Scale the lines below by rewriting each one, requests included, with every point coordinate multiplied by 2.35 and rounded to a whole number, halves rounded up. Omit the images from your answer.
** begin **
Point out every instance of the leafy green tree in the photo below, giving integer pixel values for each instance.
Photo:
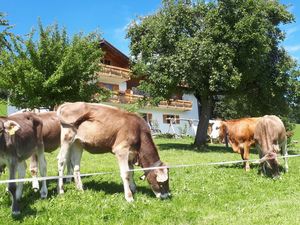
(5, 34)
(52, 69)
(214, 49)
** end **
Task output:
Point out every instance of the leafy green tree in the photo below, giving integer pixel values for each instance.
Photo:
(12, 80)
(122, 162)
(503, 115)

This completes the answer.